- Film poster
- Directed by: Greg Jackson
- Written by: Greg Jackson
- Produced by: Rebecca Sharratt
- Starring: Andrea Lee Norwood; Molly Dunsworth; Jim Fowler; Glen Matthews; Shelley Thompson;
- Cinematography: Christopher Ball
- Edited by: Sarah Byrne
- Music by: David Chisholm
- Production company: Sheltered Pictures
- Distributed by: Multiple Media Entertainment
- Release date: September 14, 2013;
- Running time: 78 minutes
- Country: Canada
- Language: English
- Budget: $100,000

= Bunker 6 =

Bunker 6 is a 2013 Canadian psychological thriller film set in an alternate timeline in which a nuclear holocaust takes place during the Cuban Missile Crisis. Most of the film's action is set a decade later, inside a very large fallout shelter, in which a group of survivors are faced with the dilemma of continuing life in the shelter or facing the uncertainty of life in a world contaminated by radiation. Theatrically released, the film was also destined for television and "direct-to-video" release. Directed by Canadian writer and director Greg Jackson, in his first feature film, it stars Andrea Lee Norwood and Molly Dunsworth. The supporting cast includes Jim Fowler, Glen Matthews and Shelley Thompson. The film was shot in an actual fallout shelter in Nova Scotia.

==Plot==
On October 30, 1962, young Grace (Sophie Elliott) knows her father (Glenn Lefchak), who is a high-ranking military officer, is afraid that the United States and the Soviet Union are about to unleash nuclear attacks on each other's homeland. He takes her and her mother (Geneviève Steele) to a fallout shelter. A tragic accident, however, separates the girl from her parents, and she is trapped in Bunker #6 where Lewis (Daniel Lillford), a kind technician at the shelter, looks after her.

Ten years later, the nuclear fallout shelter Bunker #6 is still the home for Grace (Andrea Lee Norwood). When Lewis, her mentor and father figure, dies, she is left to take charge of a small group of survivors in a deteriorating underground shelter. The group is unaware of any other survivors of the nuclear holocaust that has enveloped the Earth.

────────────────────────────────────────

To do ::
1) Please translate this sentence from the Bunker 6 article into Spanish: "The film was shot in an actual fallout shelter in Nova Scotia."
2) Rewrite the Bunker 6 article starting at "Bunker 6 is" and ending at "in Nova Scotia.", changing "psychological thriller" to "drama".

Excerpts from a detection dataset:

────────────────────────────────────────

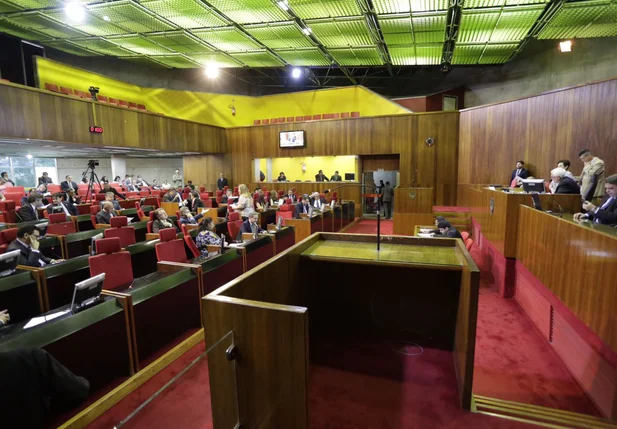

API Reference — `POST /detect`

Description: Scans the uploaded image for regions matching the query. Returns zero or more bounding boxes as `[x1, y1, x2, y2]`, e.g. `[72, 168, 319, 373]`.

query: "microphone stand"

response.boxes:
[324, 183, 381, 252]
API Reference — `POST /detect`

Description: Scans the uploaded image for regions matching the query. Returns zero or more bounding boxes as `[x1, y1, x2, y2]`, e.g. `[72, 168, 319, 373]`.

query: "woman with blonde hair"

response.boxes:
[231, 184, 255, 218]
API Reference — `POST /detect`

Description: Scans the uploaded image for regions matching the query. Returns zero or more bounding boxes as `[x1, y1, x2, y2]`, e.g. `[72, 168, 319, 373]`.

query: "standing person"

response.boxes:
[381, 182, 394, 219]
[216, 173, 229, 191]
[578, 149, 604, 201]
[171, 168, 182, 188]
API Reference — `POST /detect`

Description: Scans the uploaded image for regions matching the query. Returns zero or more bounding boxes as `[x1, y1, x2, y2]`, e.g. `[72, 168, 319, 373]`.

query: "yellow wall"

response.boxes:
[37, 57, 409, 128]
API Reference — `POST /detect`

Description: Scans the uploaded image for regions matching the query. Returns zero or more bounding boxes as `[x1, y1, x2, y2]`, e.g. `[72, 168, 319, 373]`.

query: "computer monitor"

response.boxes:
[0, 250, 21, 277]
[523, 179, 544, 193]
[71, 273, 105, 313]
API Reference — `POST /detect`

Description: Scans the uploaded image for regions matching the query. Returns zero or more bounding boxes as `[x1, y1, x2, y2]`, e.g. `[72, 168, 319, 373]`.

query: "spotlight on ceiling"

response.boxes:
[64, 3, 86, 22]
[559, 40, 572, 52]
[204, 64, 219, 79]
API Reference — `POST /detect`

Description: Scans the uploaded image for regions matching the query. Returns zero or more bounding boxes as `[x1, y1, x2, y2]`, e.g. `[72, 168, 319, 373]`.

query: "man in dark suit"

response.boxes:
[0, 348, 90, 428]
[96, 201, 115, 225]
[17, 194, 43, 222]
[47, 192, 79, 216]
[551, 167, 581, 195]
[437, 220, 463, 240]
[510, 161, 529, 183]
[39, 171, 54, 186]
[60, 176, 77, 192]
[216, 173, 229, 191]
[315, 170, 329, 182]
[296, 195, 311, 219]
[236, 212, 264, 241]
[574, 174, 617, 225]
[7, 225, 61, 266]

────────────────────────────────────────

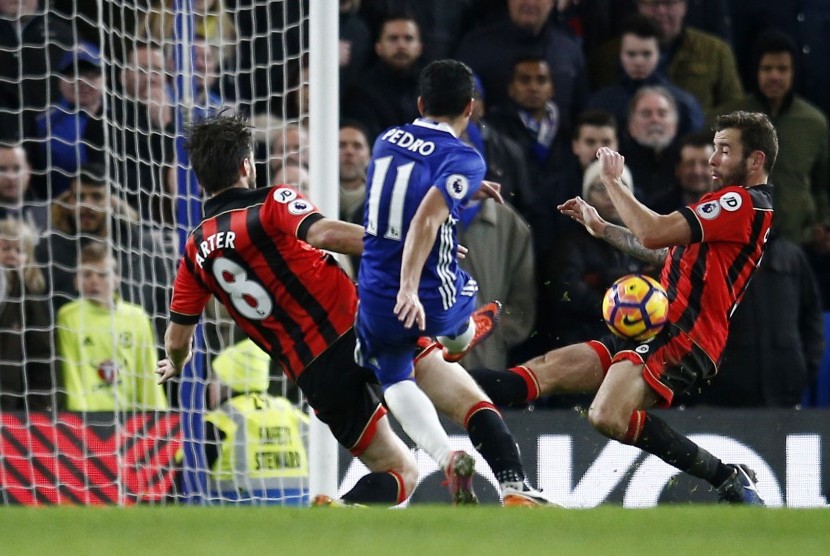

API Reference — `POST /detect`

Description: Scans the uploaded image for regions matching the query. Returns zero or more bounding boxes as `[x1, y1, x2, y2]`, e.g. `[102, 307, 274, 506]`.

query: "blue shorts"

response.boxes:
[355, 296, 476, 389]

────────────────────────────────────────

Task-by-task results ::
1) La película se rodó en un refugio antinuclear real en Nueva Escocia.

2)
Bunker 6 is a 2013 Canadian drama film set in an alternate timeline in which a nuclear holocaust takes place during the Cuban Missile Crisis. Most of the film's action is set a decade later, inside a very large fallout shelter, in which a group of survivors are faced with the dilemma of continuing life in the shelter or facing the uncertainty of life in a world contaminated by radiation. Theatrically released, the film was also destined for television and "direct-to-video" release. Directed by Canadian writer and director Greg Jackson, in his first feature film, it stars Andrea Lee Norwood and Molly Dunsworth. The supporting cast includes Jim Fowler, Glen Matthews and Shelley Thompson. The film was shot in an actual fallout shelter in Nova Scotia.